Direction. Reproduce word for word everything from the line containing "Return the outline of every instance of the white eye" down to the end of the records.

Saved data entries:
------------------------------------

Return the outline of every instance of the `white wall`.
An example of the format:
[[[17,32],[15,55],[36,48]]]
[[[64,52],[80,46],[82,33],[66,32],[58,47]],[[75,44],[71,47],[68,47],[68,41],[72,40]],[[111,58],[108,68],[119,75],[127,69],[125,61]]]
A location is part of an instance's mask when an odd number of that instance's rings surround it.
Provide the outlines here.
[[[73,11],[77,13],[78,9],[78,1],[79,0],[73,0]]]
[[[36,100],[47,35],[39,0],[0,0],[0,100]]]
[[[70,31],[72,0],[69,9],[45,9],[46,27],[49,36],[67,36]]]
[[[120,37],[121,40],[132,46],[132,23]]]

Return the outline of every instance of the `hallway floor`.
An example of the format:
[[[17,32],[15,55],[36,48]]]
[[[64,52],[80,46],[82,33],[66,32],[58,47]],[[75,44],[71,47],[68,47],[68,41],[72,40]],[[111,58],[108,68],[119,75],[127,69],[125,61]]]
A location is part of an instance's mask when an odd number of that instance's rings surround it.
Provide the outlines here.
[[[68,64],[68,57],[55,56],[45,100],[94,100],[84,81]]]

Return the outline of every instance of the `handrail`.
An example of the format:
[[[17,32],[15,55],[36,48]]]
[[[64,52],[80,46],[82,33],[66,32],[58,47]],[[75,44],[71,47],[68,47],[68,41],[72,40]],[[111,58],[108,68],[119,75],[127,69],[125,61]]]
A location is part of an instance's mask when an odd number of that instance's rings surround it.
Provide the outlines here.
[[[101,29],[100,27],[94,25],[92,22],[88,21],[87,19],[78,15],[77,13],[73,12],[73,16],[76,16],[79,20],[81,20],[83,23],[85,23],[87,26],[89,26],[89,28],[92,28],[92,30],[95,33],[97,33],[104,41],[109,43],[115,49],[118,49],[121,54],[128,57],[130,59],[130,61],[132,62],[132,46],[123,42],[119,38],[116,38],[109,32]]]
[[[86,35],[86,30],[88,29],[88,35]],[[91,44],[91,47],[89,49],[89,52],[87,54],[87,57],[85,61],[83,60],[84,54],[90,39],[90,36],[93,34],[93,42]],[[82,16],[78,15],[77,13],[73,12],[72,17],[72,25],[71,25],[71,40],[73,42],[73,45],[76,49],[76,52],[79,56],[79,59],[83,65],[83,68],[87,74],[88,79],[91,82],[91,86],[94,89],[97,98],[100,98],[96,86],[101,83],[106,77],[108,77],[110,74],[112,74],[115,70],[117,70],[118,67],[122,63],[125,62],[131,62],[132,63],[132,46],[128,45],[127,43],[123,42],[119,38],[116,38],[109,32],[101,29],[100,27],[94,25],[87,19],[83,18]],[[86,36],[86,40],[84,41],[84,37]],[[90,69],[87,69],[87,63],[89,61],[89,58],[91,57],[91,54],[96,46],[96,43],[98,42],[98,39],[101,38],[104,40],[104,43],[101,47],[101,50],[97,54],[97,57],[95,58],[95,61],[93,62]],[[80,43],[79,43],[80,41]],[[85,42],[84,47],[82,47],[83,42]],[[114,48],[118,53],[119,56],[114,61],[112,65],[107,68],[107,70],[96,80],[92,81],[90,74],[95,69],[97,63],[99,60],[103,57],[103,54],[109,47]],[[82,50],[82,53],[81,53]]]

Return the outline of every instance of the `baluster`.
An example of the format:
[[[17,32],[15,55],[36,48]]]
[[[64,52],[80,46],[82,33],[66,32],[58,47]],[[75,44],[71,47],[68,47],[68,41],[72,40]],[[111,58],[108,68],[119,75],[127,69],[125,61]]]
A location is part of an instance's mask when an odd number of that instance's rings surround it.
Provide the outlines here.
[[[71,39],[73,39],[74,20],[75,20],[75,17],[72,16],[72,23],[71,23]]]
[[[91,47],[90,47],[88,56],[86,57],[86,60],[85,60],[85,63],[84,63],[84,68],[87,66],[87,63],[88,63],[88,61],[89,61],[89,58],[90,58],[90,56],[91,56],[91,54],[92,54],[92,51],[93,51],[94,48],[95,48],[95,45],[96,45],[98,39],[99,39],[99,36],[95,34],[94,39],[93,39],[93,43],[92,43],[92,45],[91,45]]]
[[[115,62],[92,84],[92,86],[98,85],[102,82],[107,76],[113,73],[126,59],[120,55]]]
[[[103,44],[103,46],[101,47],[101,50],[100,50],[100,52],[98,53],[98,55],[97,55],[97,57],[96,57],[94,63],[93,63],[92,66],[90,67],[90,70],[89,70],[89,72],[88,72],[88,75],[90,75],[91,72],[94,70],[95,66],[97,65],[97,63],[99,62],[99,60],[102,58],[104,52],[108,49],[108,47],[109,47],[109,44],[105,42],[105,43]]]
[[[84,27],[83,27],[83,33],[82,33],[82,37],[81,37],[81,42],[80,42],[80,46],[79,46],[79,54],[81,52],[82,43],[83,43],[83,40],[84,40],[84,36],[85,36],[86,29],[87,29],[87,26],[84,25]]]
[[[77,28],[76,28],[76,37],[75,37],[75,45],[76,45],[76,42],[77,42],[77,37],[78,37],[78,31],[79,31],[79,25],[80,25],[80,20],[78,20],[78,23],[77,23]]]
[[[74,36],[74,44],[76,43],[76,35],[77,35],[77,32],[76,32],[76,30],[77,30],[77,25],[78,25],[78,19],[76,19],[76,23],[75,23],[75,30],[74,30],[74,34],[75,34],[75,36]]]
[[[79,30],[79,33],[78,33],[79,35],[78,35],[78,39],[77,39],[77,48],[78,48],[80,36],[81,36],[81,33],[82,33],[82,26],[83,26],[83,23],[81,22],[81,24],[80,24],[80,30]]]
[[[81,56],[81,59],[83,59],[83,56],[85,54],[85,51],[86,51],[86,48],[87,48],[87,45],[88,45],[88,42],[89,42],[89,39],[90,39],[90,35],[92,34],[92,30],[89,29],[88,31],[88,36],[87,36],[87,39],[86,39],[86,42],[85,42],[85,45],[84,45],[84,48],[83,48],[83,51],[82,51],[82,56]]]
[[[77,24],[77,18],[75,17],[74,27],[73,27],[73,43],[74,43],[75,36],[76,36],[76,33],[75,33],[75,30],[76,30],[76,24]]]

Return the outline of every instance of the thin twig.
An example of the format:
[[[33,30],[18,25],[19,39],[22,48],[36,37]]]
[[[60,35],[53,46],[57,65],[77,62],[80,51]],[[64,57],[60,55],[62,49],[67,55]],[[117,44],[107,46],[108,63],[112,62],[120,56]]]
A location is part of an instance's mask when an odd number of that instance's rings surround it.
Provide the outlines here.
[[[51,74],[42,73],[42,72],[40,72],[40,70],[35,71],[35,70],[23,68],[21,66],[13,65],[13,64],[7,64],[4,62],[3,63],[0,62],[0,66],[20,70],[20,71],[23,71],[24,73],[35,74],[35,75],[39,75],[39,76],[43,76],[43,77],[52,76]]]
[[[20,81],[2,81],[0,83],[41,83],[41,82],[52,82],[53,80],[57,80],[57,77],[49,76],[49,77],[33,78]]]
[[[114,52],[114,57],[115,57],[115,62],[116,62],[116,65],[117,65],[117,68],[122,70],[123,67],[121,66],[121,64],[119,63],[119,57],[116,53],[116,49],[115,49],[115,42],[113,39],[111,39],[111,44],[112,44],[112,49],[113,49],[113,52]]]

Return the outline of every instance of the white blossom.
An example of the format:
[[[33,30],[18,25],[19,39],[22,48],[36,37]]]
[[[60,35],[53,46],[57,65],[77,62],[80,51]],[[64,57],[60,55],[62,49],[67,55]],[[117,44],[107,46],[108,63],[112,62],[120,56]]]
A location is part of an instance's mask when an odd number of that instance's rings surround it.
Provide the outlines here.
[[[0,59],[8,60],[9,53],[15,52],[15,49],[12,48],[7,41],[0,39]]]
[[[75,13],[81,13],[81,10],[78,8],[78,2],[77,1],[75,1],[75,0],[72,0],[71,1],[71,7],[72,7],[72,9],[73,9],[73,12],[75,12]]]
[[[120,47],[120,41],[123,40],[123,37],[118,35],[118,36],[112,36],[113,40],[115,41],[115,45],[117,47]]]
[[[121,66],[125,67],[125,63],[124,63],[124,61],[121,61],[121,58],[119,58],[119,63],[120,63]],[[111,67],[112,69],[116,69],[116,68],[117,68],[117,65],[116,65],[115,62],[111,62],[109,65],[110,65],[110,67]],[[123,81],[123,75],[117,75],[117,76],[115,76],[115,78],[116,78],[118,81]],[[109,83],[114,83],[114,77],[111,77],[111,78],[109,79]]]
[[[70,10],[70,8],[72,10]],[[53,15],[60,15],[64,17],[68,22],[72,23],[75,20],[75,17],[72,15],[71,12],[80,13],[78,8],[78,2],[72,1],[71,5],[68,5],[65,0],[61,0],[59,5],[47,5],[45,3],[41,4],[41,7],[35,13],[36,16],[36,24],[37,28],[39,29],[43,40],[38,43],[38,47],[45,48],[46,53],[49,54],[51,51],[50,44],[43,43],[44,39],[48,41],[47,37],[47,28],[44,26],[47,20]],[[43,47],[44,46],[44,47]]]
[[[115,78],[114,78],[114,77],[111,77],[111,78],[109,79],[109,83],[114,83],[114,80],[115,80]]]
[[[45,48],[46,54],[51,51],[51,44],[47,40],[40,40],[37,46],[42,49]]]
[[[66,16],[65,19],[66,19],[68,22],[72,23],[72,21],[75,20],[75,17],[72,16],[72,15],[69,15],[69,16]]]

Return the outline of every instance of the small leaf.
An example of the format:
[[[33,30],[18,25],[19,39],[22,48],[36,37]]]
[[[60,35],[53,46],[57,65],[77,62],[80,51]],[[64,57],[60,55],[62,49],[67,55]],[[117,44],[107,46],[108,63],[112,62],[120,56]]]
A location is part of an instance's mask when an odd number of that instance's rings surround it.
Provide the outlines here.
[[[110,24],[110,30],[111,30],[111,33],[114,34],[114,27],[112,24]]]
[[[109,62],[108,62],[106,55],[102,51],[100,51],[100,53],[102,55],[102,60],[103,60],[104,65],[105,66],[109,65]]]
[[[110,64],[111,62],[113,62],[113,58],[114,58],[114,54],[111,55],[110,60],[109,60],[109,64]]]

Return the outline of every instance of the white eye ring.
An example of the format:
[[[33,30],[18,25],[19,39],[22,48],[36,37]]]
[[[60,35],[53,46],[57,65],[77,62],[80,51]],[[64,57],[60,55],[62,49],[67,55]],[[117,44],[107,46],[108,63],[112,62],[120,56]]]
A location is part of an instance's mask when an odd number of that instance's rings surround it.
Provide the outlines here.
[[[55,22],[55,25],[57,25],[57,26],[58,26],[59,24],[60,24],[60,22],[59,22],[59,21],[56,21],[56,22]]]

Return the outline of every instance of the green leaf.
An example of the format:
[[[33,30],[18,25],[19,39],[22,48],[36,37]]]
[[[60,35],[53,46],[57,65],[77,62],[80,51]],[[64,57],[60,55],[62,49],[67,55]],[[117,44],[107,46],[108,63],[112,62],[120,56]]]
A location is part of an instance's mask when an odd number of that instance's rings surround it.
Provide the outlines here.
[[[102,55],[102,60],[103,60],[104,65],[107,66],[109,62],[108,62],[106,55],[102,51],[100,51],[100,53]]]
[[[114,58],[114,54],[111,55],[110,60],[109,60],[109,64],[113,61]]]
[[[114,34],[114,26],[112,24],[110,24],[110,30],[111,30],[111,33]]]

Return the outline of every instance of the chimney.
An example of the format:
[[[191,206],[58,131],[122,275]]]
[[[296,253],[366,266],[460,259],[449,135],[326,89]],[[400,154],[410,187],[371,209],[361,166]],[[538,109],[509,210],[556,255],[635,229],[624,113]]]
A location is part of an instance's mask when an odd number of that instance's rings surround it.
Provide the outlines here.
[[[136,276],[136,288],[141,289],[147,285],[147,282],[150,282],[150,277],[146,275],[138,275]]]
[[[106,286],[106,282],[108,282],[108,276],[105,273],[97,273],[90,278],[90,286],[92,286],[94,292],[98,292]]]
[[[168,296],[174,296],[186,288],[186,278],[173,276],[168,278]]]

------------------------------------

In response.
Return the outline of every instance of the white eye ring.
An example of the format:
[[[33,30],[18,25],[19,39],[22,48],[36,37]]]
[[[60,35],[53,46],[57,65],[77,62],[80,51]],[[64,57],[60,55],[62,49],[67,55]],[[117,44],[107,46],[108,63],[112,62],[120,56]]]
A location is part of an instance's mask when an odd number of that instance's rings surround it.
Provide the outlines here.
[[[55,22],[55,25],[57,25],[57,26],[58,26],[59,24],[60,24],[60,22],[59,22],[59,21],[56,21],[56,22]]]

Return the outline of every instance of the green leaf.
An example of the format:
[[[33,30],[18,25],[19,39],[22,48],[36,37]]]
[[[60,35],[53,46],[57,65],[77,62],[80,51]],[[64,57],[60,55],[62,49],[67,55]],[[117,44],[107,46],[108,63],[112,62],[120,56]]]
A location is part of an instance's mask when an odd number of that instance's rings surround it.
Provide the outlines here.
[[[102,55],[102,60],[103,60],[104,65],[107,66],[109,62],[108,62],[106,55],[102,51],[100,51],[100,53]]]
[[[114,58],[114,54],[111,55],[110,60],[109,60],[109,64],[113,61]]]
[[[114,34],[114,26],[112,24],[110,24],[110,30],[111,30],[111,33]]]

Return the outline of every instance of the chimney.
An example of the format:
[[[191,206],[58,131],[122,275]]]
[[[296,253],[366,266],[460,259],[449,135],[326,89]],[[400,154],[410,187],[371,209],[361,166]],[[538,109],[509,210],[556,255],[635,229],[624,113]]]
A location is part of an instance's mask when an odd number of that instance's rings surround it.
Provide the outlines here.
[[[136,276],[136,288],[141,289],[147,285],[147,282],[150,282],[150,277],[146,275],[138,275]]]
[[[106,286],[106,282],[108,282],[108,276],[105,273],[97,273],[90,278],[90,286],[92,286],[94,292],[98,292]]]
[[[168,296],[174,296],[186,288],[186,278],[173,276],[168,278]]]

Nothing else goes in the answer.